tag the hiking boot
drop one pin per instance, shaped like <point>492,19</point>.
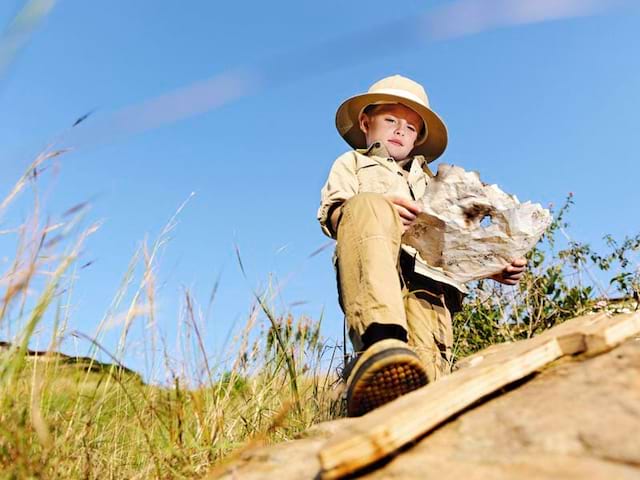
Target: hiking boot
<point>384,371</point>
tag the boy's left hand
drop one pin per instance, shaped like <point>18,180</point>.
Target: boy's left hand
<point>512,273</point>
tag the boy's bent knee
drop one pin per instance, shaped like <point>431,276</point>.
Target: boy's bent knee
<point>369,202</point>
<point>371,209</point>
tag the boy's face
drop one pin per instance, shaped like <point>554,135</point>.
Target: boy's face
<point>395,125</point>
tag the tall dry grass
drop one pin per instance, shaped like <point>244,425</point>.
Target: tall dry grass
<point>65,417</point>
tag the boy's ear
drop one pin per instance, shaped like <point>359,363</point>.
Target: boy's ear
<point>364,122</point>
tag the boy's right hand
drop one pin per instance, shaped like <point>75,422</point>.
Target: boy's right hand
<point>407,209</point>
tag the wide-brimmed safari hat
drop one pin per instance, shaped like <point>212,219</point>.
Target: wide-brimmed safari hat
<point>394,89</point>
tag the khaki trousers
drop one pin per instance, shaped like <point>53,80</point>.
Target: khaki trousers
<point>376,283</point>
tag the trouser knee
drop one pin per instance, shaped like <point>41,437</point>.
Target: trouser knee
<point>372,208</point>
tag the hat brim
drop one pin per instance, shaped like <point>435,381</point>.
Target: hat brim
<point>348,124</point>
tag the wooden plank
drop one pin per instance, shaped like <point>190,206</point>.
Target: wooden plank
<point>604,336</point>
<point>388,428</point>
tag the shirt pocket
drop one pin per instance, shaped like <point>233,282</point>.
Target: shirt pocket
<point>375,178</point>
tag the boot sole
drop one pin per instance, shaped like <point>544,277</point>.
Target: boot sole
<point>382,378</point>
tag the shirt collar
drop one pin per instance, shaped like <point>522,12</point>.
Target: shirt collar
<point>377,149</point>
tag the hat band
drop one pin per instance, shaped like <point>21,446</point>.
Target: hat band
<point>402,94</point>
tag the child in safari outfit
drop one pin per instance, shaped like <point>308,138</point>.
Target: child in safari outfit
<point>397,307</point>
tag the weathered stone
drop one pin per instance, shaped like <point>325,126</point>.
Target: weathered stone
<point>472,230</point>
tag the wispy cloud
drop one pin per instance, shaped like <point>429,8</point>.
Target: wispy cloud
<point>20,30</point>
<point>454,20</point>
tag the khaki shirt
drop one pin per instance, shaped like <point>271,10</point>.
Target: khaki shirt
<point>373,170</point>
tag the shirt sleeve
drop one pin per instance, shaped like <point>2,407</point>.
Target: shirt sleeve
<point>341,185</point>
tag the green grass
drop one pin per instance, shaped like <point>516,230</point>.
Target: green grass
<point>68,418</point>
<point>78,418</point>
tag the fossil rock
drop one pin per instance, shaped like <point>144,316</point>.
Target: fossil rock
<point>472,230</point>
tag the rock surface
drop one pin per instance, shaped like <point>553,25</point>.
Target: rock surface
<point>579,418</point>
<point>471,230</point>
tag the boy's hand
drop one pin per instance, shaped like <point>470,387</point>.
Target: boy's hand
<point>407,209</point>
<point>512,273</point>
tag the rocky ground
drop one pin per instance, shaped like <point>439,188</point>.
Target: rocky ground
<point>578,418</point>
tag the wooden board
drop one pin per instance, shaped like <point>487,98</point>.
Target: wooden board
<point>383,431</point>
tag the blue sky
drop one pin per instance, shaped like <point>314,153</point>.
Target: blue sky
<point>542,109</point>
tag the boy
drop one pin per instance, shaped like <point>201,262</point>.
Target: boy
<point>398,308</point>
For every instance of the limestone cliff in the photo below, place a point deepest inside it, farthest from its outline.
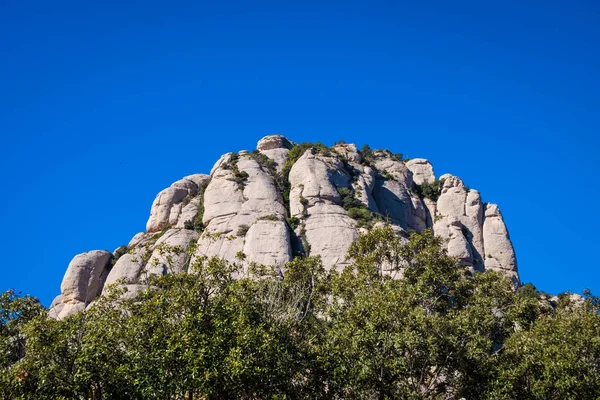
(285, 200)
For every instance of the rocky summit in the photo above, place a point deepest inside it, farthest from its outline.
(284, 200)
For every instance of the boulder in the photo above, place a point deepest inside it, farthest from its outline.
(421, 169)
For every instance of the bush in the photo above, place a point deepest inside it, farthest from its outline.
(429, 190)
(293, 222)
(270, 217)
(242, 230)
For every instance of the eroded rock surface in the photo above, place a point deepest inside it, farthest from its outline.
(246, 211)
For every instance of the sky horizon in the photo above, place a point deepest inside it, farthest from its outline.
(103, 105)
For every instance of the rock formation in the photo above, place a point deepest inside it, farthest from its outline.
(268, 206)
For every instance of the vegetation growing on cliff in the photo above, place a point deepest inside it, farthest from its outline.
(363, 333)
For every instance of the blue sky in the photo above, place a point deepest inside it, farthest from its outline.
(103, 105)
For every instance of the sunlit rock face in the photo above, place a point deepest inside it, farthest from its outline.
(285, 200)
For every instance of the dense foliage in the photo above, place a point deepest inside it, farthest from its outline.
(402, 321)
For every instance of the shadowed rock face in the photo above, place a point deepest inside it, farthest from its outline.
(238, 212)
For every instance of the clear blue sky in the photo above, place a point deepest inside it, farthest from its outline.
(103, 105)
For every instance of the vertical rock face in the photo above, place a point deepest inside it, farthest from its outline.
(169, 207)
(499, 251)
(252, 210)
(421, 169)
(82, 282)
(315, 199)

▸ **What you need to do**:
Please output the material above again, exactly, and omit every image.

▸ **Task result**:
tag the hiking boot
drop one pin per instance, shaped like <point>492,19</point>.
Target: hiking boot
<point>384,371</point>
tag the boy's left hand
drop one pin per instance, shaped like <point>18,180</point>.
Target: boy's left hand
<point>512,273</point>
tag the boy's bent knee
drop one pin per instance, shaped like <point>431,276</point>.
Target: boy's bent knee
<point>369,202</point>
<point>371,209</point>
tag the boy's face
drop one pin per instance, shaped like <point>554,135</point>.
Target: boy's face
<point>395,125</point>
tag the tall dry grass
drop one pin per instance, shaped like <point>244,425</point>.
Target: tall dry grass
<point>65,417</point>
tag the boy's ear
drop one pin per instance, shaped like <point>359,363</point>.
Target: boy's ear
<point>364,122</point>
tag the boy's right hand
drop one pin per instance, shaped like <point>75,422</point>.
Target: boy's right hand
<point>407,209</point>
tag the wide-brimmed safari hat
drop one pin per instance, shaped like <point>212,219</point>.
Target: wide-brimmed safari hat
<point>394,89</point>
tag the khaki trousers
drop one pin per instance, shaped like <point>53,80</point>.
Target: khaki trousers
<point>376,283</point>
tag the trouser knee
drop one pin per instance, shaped like <point>41,437</point>.
Target: trouser knee
<point>372,208</point>
tag the hat brim
drop one pin per instance, shaped like <point>435,381</point>.
Target: hat brim
<point>348,124</point>
tag the wooden plank
drop one pin per instance, shaped like <point>190,206</point>.
Target: wooden plank
<point>604,336</point>
<point>388,428</point>
tag the shirt pocket
drop one pin per instance, shaped like <point>233,282</point>.
Target: shirt pocket
<point>375,178</point>
tag the boot sole
drop one pin per instance, shaped like <point>544,277</point>.
Target: boot sole
<point>382,378</point>
tag the shirt collar
drop one pin per instance, shaped like <point>522,12</point>.
Target: shirt collar
<point>377,149</point>
tag the hat band
drop one pin per instance, shaped like <point>21,446</point>.
Target: hat band
<point>402,94</point>
tag the child in safari outfit
drop one pin per instance, shaped like <point>308,138</point>.
Target: child in safari outfit
<point>397,307</point>
tag the weathered stone
drop one pin per instance, shaped like <point>325,126</point>.
Target: weathered stone
<point>472,230</point>
tag the wispy cloud
drop one pin per instance, shaped like <point>429,8</point>.
Target: wispy cloud
<point>20,30</point>
<point>454,20</point>
tag the khaki shirt
drop one pin per instance, shaped like <point>271,10</point>.
Target: khaki shirt
<point>373,170</point>
tag the shirt sleeve
drop one pin per instance, shaped like <point>2,407</point>.
Target: shirt sleeve
<point>341,185</point>
tag the green grass
drop one pin per instance, shaped like <point>516,230</point>.
Target: green grass
<point>68,418</point>
<point>78,418</point>
tag the fossil rock
drop one pin per instance, shaped like <point>144,316</point>.
Target: fossil rock
<point>472,230</point>
tag the rock surface
drop one pin per instance, shaped like <point>553,25</point>.
Target: rock surface
<point>579,418</point>
<point>471,230</point>
tag the boy's hand
drop one pin per instance, shaped like <point>470,387</point>.
Target: boy's hand
<point>407,209</point>
<point>512,273</point>
tag the rocky ground
drop one pin per instance, shaped like <point>439,188</point>.
Target: rocky ground
<point>578,418</point>
tag the wooden board
drop one pin per instance, shaped like <point>487,98</point>.
Target: wooden board
<point>383,431</point>
tag the blue sky
drop one pin per instance, shaped like <point>314,153</point>.
Target: blue sky
<point>542,109</point>
tag the boy
drop one pin per instance, shaped like <point>201,262</point>.
Target: boy
<point>398,308</point>
For every instance of the limestone cliff in the photo below, place a point deepest inside it, farthest from its outline.
(285, 200)
For every instance of the rocky summit in the photo above, place a point deepest inside it, farthest from its outline.
(284, 200)
For every instance of the boulder in the photo above, place a point deepest inside it, farthest from its outline.
(421, 169)
For every instance of the bush in the photo above, place a point deepest inside it, farthest from its outline.
(429, 190)
(293, 222)
(270, 217)
(242, 230)
For every instance of the eroded rock surface in the photo above, place a point deepest inside it, farthest from its outline.
(246, 211)
For every instance of the sky horizon in the photo above, place a point deepest inside it, farthest from its outline.
(103, 105)
For every instance of the rock formation in the photo above, place a point deepest inside it, farthest from its outline.
(268, 206)
For every instance of the vegetation growing on cliff in the photo above, place a point deepest inside it, farthest from its outline.
(363, 333)
For every instance of the blue sky in the photo above, place a point deepest inside it, farthest from its outline.
(103, 105)
For every instance of the sunlit rock face in the photo above, place a point deepest inside it, farthest from its outline.
(285, 200)
For every instance of the dense foliage in the photo above, place a point deepest inside it, farthest from its outline.
(402, 321)
For every instance of the shadowed rock face in the photo above, place a point deepest inside it, farthest from its outline.
(238, 212)
For every instance of the clear blue sky in the photo above, place a point deepest inside it, farthest from its outline.
(103, 105)
For every instance of the vertical rock face in the photo above, place a point deepest inside it, farthest from its outline.
(169, 207)
(499, 251)
(252, 210)
(421, 169)
(82, 282)
(315, 199)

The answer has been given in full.